Page excerpt
···

African Prudential Plc, a digital technology business provider in Nigeria, has reported a 24 percent decline in profit after tax to N830 million in the period ended June 30, 2021.

The company stated in its unaudited financial statements released on Friday. Below is a year-on-year comparison between the first half of 2021 and the first half of 2020.

Income Statement:

• Revenue from contracts with customers: N0.52 Billion, compared to N0.59 Billion in HY 2020 (12% YoY Decline);
• Interest Income: N1.15 Billion, compared to N1.28 Billion in HY 2020 (10% YoY Decline);
• Gross Earnings: N1.67 Billion, compared to N1.87 Billion in HY 2020 (11% YoY Decline);
• Profit Before Tax: N0.97 Billion, compared to N1.22 Billion in HY 2020 (20% YoY Decline);
• Profit After Tax: N0.83 Billion, compared to N1.08 Billion in HY 2020 (24% YoY Decline);
• Earnings Per Share: 41kobo. (54kobo in HY 2020)

Balance Sheet:

• Total Assets: N88.87 Billion, compared to N17.73 Billion as at FY 2020 (401% YTD Increase);
• Total Liabilities: N80.71 Billion, compared to N9.36 Billion as at FY 2020 (762% YTD Increase);
• Shareholders’ Fund stood at N8.16 Billion, a 2% YTD decline from N8.37 Billion as at FY 2020.

Comparing HY 2021 to HY 2020, we observed the following key items worthy of note:

Revenue from contracts with customers: During the period under review, Revenue from contracts with customers contracted by 12% year-on-year on the back of a significant renegotiation of fees rate by customers along our corporate actions revenue lines as well as slow sign off of contracts within the period in digital consultancy. However, revenue from register maintenance increased by 8%.

···

Provided data
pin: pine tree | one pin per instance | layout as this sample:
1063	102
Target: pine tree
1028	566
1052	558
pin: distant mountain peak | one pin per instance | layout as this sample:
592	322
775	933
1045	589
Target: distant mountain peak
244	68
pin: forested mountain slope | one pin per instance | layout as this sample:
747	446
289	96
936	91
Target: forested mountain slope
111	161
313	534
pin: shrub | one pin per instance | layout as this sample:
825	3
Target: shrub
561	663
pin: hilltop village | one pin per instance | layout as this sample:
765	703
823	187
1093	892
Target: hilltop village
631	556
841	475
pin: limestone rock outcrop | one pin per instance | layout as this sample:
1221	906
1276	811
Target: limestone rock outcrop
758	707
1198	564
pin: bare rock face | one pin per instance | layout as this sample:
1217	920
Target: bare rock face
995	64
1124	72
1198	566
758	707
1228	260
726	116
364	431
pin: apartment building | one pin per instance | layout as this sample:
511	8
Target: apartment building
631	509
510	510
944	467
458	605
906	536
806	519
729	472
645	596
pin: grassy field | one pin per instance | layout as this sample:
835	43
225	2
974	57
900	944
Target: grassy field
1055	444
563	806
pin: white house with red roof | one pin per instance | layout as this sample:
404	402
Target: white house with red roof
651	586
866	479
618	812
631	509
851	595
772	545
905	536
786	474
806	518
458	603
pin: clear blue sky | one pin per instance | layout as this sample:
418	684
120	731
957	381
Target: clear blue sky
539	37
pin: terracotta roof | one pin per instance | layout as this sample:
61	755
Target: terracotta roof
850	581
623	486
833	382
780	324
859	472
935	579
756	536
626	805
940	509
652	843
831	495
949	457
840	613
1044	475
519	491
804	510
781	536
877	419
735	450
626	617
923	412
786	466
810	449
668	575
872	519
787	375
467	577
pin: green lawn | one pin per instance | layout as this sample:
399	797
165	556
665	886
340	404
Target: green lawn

···

Problem statement
In the African Prudential results, what were earnings per share for the first half of 2021? Please disregard the rows; they aren't needed here.

Answer space
41 kobo, compared to 54 kobo in HY 2020.